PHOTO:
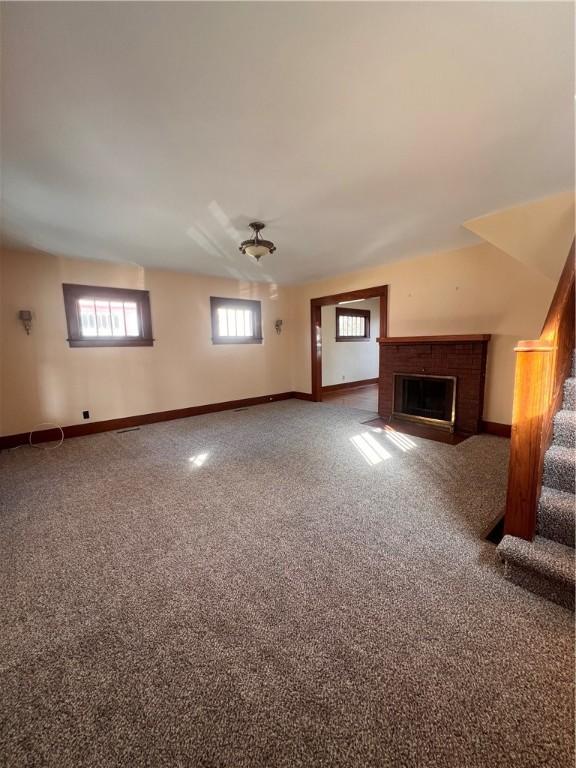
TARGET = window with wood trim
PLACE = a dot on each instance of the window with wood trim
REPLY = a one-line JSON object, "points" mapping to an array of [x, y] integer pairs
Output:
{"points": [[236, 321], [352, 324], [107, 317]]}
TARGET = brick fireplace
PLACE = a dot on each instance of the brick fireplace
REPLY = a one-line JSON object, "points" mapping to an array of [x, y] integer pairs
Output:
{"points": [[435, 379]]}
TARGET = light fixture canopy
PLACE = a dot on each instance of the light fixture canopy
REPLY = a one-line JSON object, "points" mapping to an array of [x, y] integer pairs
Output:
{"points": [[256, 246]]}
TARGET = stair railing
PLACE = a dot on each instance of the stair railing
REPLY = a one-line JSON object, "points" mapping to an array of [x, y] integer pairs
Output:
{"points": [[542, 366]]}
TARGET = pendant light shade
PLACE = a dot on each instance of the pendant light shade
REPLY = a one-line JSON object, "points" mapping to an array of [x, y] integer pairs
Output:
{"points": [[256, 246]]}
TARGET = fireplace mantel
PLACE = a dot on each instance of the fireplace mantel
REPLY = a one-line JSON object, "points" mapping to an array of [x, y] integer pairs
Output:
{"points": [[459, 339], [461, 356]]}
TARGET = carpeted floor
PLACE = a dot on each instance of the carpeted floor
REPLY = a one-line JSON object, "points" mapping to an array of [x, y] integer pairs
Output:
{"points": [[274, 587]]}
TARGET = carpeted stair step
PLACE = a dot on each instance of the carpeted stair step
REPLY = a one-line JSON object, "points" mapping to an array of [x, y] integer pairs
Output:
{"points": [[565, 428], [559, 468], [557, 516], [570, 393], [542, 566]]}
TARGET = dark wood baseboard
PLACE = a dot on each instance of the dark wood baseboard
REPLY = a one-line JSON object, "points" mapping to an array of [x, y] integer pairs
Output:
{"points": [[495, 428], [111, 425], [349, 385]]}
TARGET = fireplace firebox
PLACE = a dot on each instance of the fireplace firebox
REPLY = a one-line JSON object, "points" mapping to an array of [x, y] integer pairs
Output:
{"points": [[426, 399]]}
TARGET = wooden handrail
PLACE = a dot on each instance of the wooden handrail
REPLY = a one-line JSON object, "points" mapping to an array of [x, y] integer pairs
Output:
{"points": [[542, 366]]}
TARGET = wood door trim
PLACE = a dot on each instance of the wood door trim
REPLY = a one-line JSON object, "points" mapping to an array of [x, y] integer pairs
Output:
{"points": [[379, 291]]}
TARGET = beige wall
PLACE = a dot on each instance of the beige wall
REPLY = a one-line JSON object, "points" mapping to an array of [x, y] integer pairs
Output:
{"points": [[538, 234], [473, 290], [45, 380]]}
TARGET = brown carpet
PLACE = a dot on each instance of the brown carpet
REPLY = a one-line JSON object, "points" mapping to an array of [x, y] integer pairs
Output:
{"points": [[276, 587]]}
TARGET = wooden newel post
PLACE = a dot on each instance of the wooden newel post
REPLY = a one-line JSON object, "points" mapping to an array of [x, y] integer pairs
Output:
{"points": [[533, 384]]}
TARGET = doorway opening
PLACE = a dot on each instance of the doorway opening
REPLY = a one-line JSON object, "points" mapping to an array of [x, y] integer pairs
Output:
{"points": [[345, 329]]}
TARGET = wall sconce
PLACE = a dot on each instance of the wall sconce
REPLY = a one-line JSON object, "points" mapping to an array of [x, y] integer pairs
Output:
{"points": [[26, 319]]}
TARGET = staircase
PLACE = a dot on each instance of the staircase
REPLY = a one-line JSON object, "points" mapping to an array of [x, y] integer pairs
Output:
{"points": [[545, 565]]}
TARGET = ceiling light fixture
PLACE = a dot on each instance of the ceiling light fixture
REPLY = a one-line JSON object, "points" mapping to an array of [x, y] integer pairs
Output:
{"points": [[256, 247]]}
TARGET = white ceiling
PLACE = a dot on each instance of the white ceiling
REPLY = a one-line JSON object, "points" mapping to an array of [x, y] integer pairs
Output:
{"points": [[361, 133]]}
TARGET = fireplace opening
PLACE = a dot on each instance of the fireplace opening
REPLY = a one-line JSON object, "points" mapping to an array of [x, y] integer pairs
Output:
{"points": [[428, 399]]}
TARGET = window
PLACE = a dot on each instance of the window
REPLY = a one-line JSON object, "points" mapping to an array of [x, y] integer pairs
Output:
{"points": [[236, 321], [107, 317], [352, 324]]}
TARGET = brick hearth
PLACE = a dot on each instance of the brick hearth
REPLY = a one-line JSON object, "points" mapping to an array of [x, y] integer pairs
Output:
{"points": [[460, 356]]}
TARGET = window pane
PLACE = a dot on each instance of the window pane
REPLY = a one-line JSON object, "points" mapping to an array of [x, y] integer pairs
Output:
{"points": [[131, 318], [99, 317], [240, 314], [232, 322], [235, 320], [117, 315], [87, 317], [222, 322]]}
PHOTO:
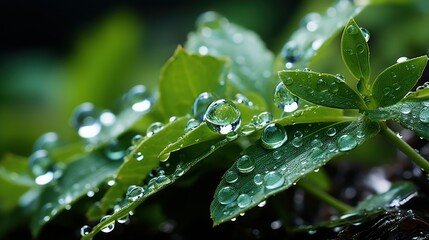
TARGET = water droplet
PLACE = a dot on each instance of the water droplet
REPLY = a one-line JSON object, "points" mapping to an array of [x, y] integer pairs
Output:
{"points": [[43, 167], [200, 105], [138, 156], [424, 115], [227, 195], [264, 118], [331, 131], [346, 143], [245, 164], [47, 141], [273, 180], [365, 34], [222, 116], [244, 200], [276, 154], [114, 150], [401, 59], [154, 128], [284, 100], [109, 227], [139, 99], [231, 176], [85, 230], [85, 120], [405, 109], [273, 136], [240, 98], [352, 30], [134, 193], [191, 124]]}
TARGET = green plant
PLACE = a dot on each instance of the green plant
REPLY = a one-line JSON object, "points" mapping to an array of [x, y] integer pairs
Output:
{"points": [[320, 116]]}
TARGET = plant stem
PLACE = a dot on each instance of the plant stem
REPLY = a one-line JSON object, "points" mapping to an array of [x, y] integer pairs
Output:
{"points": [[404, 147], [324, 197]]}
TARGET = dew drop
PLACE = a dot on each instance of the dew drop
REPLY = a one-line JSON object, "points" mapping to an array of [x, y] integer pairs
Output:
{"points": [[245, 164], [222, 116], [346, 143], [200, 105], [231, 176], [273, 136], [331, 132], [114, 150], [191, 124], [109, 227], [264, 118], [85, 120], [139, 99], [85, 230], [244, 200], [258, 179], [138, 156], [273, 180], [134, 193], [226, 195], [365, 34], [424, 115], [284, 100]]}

◆ **Problem requirements**
Copy the entries above word for word, leaving out the pictures.

◆ **Task answer**
PHOTO:
TARGET = window with wood trim
PLACE = a dot on each instance of the window with wood trim
REPLY = a one-line JSON object, "points" mapping to an array of [x, y] integer pairs
Output:
{"points": [[236, 321], [352, 324], [107, 317]]}
TARGET = brick fireplace
PLACE = a dot on each instance of the brick fireplace
REPLY = a one-line JSON object, "points" mapping to an array of [x, y] integer pairs
Output:
{"points": [[435, 379]]}
TARGET = light fixture canopy
PLACE = a dot on each instance of the light fixture canopy
REPLY = a one-line JSON object, "points" mapping to an array of [x, y] integer pairs
Output:
{"points": [[256, 246]]}
TARGET = stair railing
PLACE = a dot on each instance of the stair railing
REPLY = a one-line JSON object, "points" mapping to an array of [x, y] integer pairs
Output:
{"points": [[542, 366]]}
TARGET = pendant light shade
PLACE = a dot on each instance of the pendant light shade
REPLY = a one-line JSON object, "points" mapping to an array of [x, y] integer pairs
Output:
{"points": [[256, 246]]}
TARGET = fireplace mantel
PLACE = a dot on each instance of the fireplace mantel
REPLY = a one-line JSON object, "points" mapping to an array of [x, y] integer pairs
Output:
{"points": [[459, 339], [461, 356]]}
TARGET = carpeted floor
PLACE = a dot on each instance of the carpeted floor
REPLY = a one-line JSON object, "points" mapping to an array of [x, y] integer pairs
Output:
{"points": [[274, 587]]}
TARGET = carpeted stair step
PLACE = a dot on each instance of the carpeted stair step
REPLY = a one-line JSON object, "points" mapping to an array of [x, y] integer pairs
Output:
{"points": [[565, 428], [559, 468], [557, 516], [570, 393], [542, 566]]}
TARGET = dark wood baseboard
PLACE = a dot on each instance of the dark wood baseboard
REPLY = a one-line JSON object, "points" mapping to an array of [x, y] integer pairs
Output:
{"points": [[495, 428], [111, 425], [349, 385]]}
TARGET = fireplace firebox
PLACE = a dot on each instance of the fireplace firebox
REPLY = a one-line JSON object, "points" mapping to an array of [x, y] integer pairs
Output:
{"points": [[426, 399]]}
TARGET = wooden handrail
PLACE = a dot on each instance of the wooden handrail
REPLY = a one-line JSON object, "points" mapping to an array of [x, y] integer pairs
Output:
{"points": [[542, 366]]}
TARGET = wood door trim
PLACE = a dot on each instance of the wood door trim
REPLY = a one-line JSON object, "points" mapping to an array of [x, y] integer pairs
Output:
{"points": [[379, 291]]}
TARGET = beige wall
PLACE = a dot on each instance of the beige wall
REPLY = a one-line JSON object, "points" mapping to an array of [x, y] integer pairs
Output:
{"points": [[538, 234], [473, 290], [45, 380]]}
TARGET = brown carpet
PLACE = a dot on each instance of the brown carpet
REPLY = a one-line JSON object, "points" mapping to an array of [x, y] integer pairs
Output:
{"points": [[276, 587]]}
TARGET = wooden newel post
PLACE = a dot on each instance of the wooden newel post
REPLY = a one-line JSON object, "points" mapping to an array of [x, y] integer pairs
Output:
{"points": [[533, 384]]}
TARGET = doorway opening
PLACE = a dot on each instance of the doorway opening
REPLY = a one-line JSON object, "points" mapping to an array of [x, y] integer pairs
Output:
{"points": [[345, 329]]}
TARGET = wall sconce
PLACE = a dot on each instance of the wall sconce
REPLY = a one-line JSON object, "points" mapping to an array of [x, y] integer pairs
Output:
{"points": [[26, 319]]}
TARGET = staircase
PLACE = a dot on each instance of the staircase
REPLY = a one-line JSON object, "points" mapping to an array of [x, y] integer pairs
Output:
{"points": [[545, 565]]}
TARGET = ceiling light fixture
PLACE = a dot on each instance of the ceiling light fixture
REPLY = a one-line JSON object, "points" mapping to an array of [x, y] integer pairs
Output:
{"points": [[256, 247]]}
TARGET = white ceiling
PLACE = a dot on each instance of the white ceiling
REPLY = a one-line JSON object, "points" mapping to an array of [x, y] integer pairs
Output:
{"points": [[361, 133]]}
TARGET = fireplace opening
PLACE = a dot on each instance of the fireplace opening
REPLY = a one-line JSON object, "points" mapping to an array of [x, y] integer pairs
Output:
{"points": [[428, 399]]}
TARGET = window
PLACE = a dot on each instance of the window
REPLY = a one-line JSON object, "points" mapping to an array of [x, y] integer pairs
Output:
{"points": [[236, 321], [107, 317], [352, 324]]}
TARGET = brick hearth
PLACE = a dot on each instance of the brick hearth
REPLY = a one-line JSON object, "points" mapping to an array of [x, y] integer pairs
Output:
{"points": [[460, 356]]}
TARGET = window pane
PLACE = a dot on each instance of the window pane
REPLY = a one-line JSON object, "points" mapping to an array of [x, y] integer pairs
Output:
{"points": [[131, 318], [99, 317], [240, 314], [232, 322], [235, 320], [117, 315], [87, 317], [222, 322]]}
PHOTO:
TARGET = water droplet
PLACE = a dot on each instance of the water droplet
REPLY = a one-line JSON object, "points" mapping to an array of [x, y] integer pairs
Output:
{"points": [[43, 167], [200, 105], [138, 156], [424, 115], [227, 195], [264, 118], [331, 131], [346, 143], [245, 164], [47, 141], [273, 180], [365, 34], [222, 116], [244, 200], [276, 154], [114, 150], [401, 59], [154, 128], [284, 100], [109, 227], [139, 99], [231, 176], [85, 230], [85, 120], [405, 109], [273, 136], [240, 98], [352, 30], [134, 193], [191, 124]]}
TARGET = green plant
PLACE = a dot on each instance of the green plant
REPLY = a one-line JSON object, "points" mapping to an array of [x, y] integer pairs
Output:
{"points": [[320, 116]]}
TARGET = plant stem
PLACE = a dot on each instance of the plant stem
REPLY = a one-line JSON object, "points" mapping to an array of [x, y] integer pairs
Output:
{"points": [[404, 147], [324, 197]]}
TARGET = dew drop
PLACE = a dot on each instance of the dew drop
REPLY = a one-line JSON object, "points" mapping to an array of [x, y] integer pairs
Output:
{"points": [[245, 164], [222, 116], [346, 143], [200, 105], [231, 176], [273, 136], [331, 132], [114, 150], [191, 124], [109, 227], [264, 118], [85, 120], [139, 99], [85, 230], [244, 200], [258, 179], [138, 156], [273, 180], [134, 193], [226, 195], [365, 34], [424, 115], [284, 100]]}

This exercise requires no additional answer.